* _The problem_: Reproduce word for word the passage from the text about the exclamation mark in Swift, starting at the words "As far as I" and stopping after the words "john.apartment = number73? (Paraphrased)".

-- Start of Excerpted passage --

What Does an Exclamation Mark Mean in the Swift Language

What does an exclamation mark mean in the Swift language?

What does it mean to "unwrap the instance"? Why is it necessary?

As far as I can work out (this is very new to me, too)...

The term "wrapped" implies we should think of an Optional variable as a present, wrapped in shiny paper, which might (sadly!) be empty.

When "wrapped", the value of an Optional variable is an enum with two possible values (a little like a Boolean). This enum describes whether the variable holds a value (Some(T)), or not (None).

If there is a value, this can be obtained by "unwrapping" the variable (obtaining the T from Some(T)).

How is john!.apartment = number73 different from john.apartment = number73? (Paraphrased)

If you write the name of an Optional variable (eg text john, without the !), this refers to the "wrapped" enum (Some/None), not the value itself (T). So john isn't an instance of Person, and it doesn't have an apartment member:

john.apartment
// 'Person?' does not have a member named 'apartment'

The actual Person value can be unwrapped in various ways:

• "forced unwrapping": john! (gives the Person value if it exists, runtime error if it is nil)

-- End of Excerpted passage --
-- Start of Provided records --

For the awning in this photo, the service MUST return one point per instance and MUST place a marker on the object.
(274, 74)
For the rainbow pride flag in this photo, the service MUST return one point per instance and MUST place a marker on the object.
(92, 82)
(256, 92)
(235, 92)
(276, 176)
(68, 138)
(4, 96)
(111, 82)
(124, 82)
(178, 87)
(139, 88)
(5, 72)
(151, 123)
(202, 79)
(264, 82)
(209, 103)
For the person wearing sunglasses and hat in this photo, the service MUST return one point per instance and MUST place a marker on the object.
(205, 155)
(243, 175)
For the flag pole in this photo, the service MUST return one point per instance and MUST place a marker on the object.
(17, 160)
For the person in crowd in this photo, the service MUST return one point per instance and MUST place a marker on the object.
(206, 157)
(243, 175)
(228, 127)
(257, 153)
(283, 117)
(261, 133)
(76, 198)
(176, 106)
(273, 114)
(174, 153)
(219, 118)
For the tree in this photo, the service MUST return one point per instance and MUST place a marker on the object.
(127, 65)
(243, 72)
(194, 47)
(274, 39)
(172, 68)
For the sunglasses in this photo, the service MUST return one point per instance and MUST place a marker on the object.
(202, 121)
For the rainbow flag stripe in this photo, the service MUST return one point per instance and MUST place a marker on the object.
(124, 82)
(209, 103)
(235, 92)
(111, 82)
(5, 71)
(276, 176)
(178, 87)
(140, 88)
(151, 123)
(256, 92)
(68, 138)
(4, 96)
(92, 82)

-- End of Provided records --

* _Task solution_:
As far as I can work out (this is very new to me, too)...

The term "wrapped" implies we should think of an Optional variable as a present, wrapped in shiny paper, which might (sadly!) be empty.

When "wrapped", the value of an Optional variable is an enum with two possible values (a little like a Boolean). This enum describes whether the variable holds a value (Some(T)), or not (None).

If there is a value, this can be obtained by "unwrapping" the variable (obtaining the T from Some(T)).

How is john!.apartment = number73 different from john.apartment = number73? (Paraphrased)